Aim of the exercise> Rewrite the material from its start through the line containing "81 157 L 87", inclusive, with "bare twig" replaced by "dead twig" and everything else left unchanged. Leave the pictures out.

● ● ● ● ●

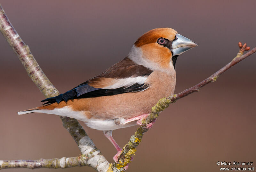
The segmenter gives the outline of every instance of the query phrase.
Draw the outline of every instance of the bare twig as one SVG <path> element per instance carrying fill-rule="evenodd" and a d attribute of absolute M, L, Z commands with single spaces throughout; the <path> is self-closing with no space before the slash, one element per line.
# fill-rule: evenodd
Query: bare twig
<path fill-rule="evenodd" d="M 44 73 L 29 50 L 28 46 L 22 41 L 12 25 L 1 4 L 0 31 L 18 56 L 28 76 L 44 96 L 47 98 L 59 95 L 59 91 Z M 81 157 L 87 157 L 85 159 L 81 159 L 83 161 L 84 165 L 91 166 L 98 171 L 106 171 L 108 168 L 109 163 L 95 146 L 92 140 L 87 135 L 77 120 L 66 116 L 61 116 L 60 118 L 63 126 L 71 135 L 80 149 L 82 155 Z M 56 159 L 53 160 L 56 160 Z M 49 162 L 51 162 L 52 160 L 44 160 L 44 161 Z M 19 166 L 20 166 L 19 165 L 20 164 L 19 163 L 23 163 L 22 164 L 25 164 L 24 162 L 22 161 L 0 161 L 1 163 L 4 162 L 5 164 L 5 167 L 8 168 L 17 168 L 19 167 Z M 31 165 L 33 164 L 32 162 L 36 164 L 38 161 L 30 161 L 29 165 L 33 166 Z M 16 165 L 14 164 L 15 162 L 17 163 Z M 6 165 L 8 163 L 10 163 L 10 165 Z M 36 164 L 34 165 L 36 166 L 36 164 Z M 81 166 L 82 164 L 76 164 Z M 25 168 L 26 166 L 24 165 L 22 167 Z"/>
<path fill-rule="evenodd" d="M 221 74 L 231 67 L 256 52 L 256 47 L 255 47 L 243 56 L 244 52 L 245 51 L 249 50 L 250 48 L 247 46 L 246 44 L 245 44 L 243 46 L 242 45 L 241 42 L 239 43 L 238 45 L 240 49 L 236 56 L 229 63 L 209 77 L 194 86 L 187 89 L 180 93 L 174 94 L 168 97 L 163 98 L 159 100 L 157 104 L 152 108 L 150 115 L 148 116 L 144 120 L 142 121 L 142 123 L 145 124 L 145 125 L 140 127 L 137 129 L 135 134 L 131 137 L 128 143 L 124 146 L 123 151 L 118 157 L 119 162 L 121 164 L 111 164 L 110 168 L 120 168 L 125 166 L 127 163 L 130 162 L 131 157 L 134 154 L 136 151 L 135 148 L 141 141 L 144 134 L 148 130 L 143 127 L 146 126 L 147 124 L 155 120 L 158 116 L 159 113 L 167 108 L 170 104 L 175 103 L 177 100 L 194 92 L 199 91 L 200 88 L 206 84 L 216 81 Z"/>
<path fill-rule="evenodd" d="M 76 157 L 60 159 L 54 158 L 38 160 L 0 161 L 0 169 L 15 168 L 26 168 L 34 169 L 41 168 L 65 168 L 68 167 L 86 165 L 84 162 L 88 157 L 82 155 Z"/>

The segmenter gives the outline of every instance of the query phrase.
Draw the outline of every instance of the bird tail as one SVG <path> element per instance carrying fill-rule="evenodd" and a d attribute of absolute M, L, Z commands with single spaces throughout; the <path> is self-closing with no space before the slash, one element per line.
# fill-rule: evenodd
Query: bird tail
<path fill-rule="evenodd" d="M 26 114 L 29 114 L 29 113 L 33 113 L 33 112 L 37 112 L 38 110 L 40 109 L 40 107 L 35 108 L 32 109 L 30 109 L 23 111 L 21 111 L 18 112 L 18 115 L 22 115 Z"/>

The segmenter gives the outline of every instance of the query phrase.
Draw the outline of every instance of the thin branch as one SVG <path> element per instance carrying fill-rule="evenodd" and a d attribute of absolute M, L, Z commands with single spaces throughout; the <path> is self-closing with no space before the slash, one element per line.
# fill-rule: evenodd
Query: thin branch
<path fill-rule="evenodd" d="M 44 73 L 29 50 L 28 46 L 22 41 L 12 25 L 1 4 L 0 31 L 18 56 L 28 76 L 44 96 L 48 98 L 59 95 L 59 91 Z M 108 168 L 109 163 L 95 146 L 92 140 L 87 135 L 77 120 L 66 116 L 61 116 L 60 118 L 63 123 L 63 126 L 68 130 L 77 144 L 83 157 L 88 156 L 90 158 L 86 160 L 81 159 L 84 161 L 84 165 L 91 166 L 98 171 L 106 171 Z M 45 160 L 46 161 L 51 161 L 51 160 Z M 16 161 L 0 162 L 5 162 L 6 163 L 8 162 L 11 162 L 12 165 L 7 166 L 10 167 L 10 168 L 18 167 L 19 165 L 18 161 L 17 161 L 16 166 L 13 164 L 13 162 L 16 162 Z M 35 163 L 36 162 L 34 161 Z M 31 163 L 32 162 L 31 161 Z M 23 166 L 24 168 L 24 167 L 25 166 Z"/>
<path fill-rule="evenodd" d="M 234 65 L 256 52 L 256 47 L 255 47 L 246 54 L 243 55 L 245 51 L 250 49 L 250 47 L 247 47 L 246 44 L 245 44 L 243 46 L 242 46 L 241 44 L 241 42 L 239 42 L 238 44 L 240 49 L 236 56 L 229 63 L 209 77 L 194 86 L 187 89 L 180 93 L 177 94 L 174 94 L 168 97 L 163 98 L 159 100 L 156 104 L 152 108 L 150 115 L 149 115 L 145 120 L 142 121 L 142 123 L 145 124 L 145 125 L 141 126 L 137 129 L 135 134 L 131 137 L 128 143 L 124 146 L 123 151 L 118 157 L 118 162 L 120 164 L 111 164 L 111 166 L 110 168 L 113 169 L 120 168 L 125 166 L 127 164 L 131 162 L 131 157 L 134 154 L 136 151 L 136 148 L 141 141 L 143 135 L 148 130 L 148 129 L 143 127 L 146 126 L 147 124 L 155 120 L 158 117 L 159 112 L 167 108 L 170 104 L 175 103 L 177 100 L 194 92 L 198 92 L 200 90 L 200 88 L 206 84 L 216 81 L 220 74 L 230 68 Z"/>
<path fill-rule="evenodd" d="M 60 159 L 54 158 L 48 160 L 40 159 L 38 160 L 0 161 L 0 169 L 25 168 L 34 169 L 46 168 L 65 168 L 68 167 L 86 165 L 84 162 L 88 157 L 80 155 L 76 157 Z"/>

● ● ● ● ●

Solution for this task>
The segmenter gives the outline of every instance of the query phrase.
Draw the outline of every instance of the dead twig as one SVG <path> element per instance carrying fill-rule="evenodd" and a d attribute of absolute M, L, Z commands with single spaces throughout; the <path> is self-closing with no space before the slash, one element per line.
# fill-rule: evenodd
Query: dead twig
<path fill-rule="evenodd" d="M 44 73 L 29 50 L 28 46 L 22 41 L 12 25 L 1 4 L 0 31 L 18 56 L 28 76 L 44 96 L 47 98 L 59 95 L 59 91 Z M 81 157 L 87 157 L 85 159 L 81 159 L 83 161 L 84 165 L 91 166 L 98 171 L 106 171 L 108 168 L 109 163 L 95 146 L 92 140 L 87 135 L 77 120 L 66 116 L 61 116 L 60 118 L 63 126 L 71 135 L 80 149 L 82 155 Z M 56 159 L 53 160 L 56 160 Z M 49 162 L 51 162 L 52 160 L 44 160 L 44 161 Z M 19 166 L 20 166 L 19 165 L 20 164 L 19 163 L 23 163 L 22 164 L 25 164 L 24 162 L 22 161 L 0 161 L 1 163 L 4 162 L 5 164 L 5 167 L 8 168 L 17 168 L 19 167 Z M 31 165 L 33 164 L 32 162 L 36 164 L 38 161 L 30 161 L 29 165 L 33 166 Z M 16 165 L 14 164 L 15 162 L 17 163 Z M 6 165 L 8 163 L 10 163 L 10 165 Z M 36 164 L 34 165 L 36 166 L 36 164 Z M 81 166 L 82 164 L 76 164 Z M 25 168 L 26 166 L 24 165 L 22 167 Z"/>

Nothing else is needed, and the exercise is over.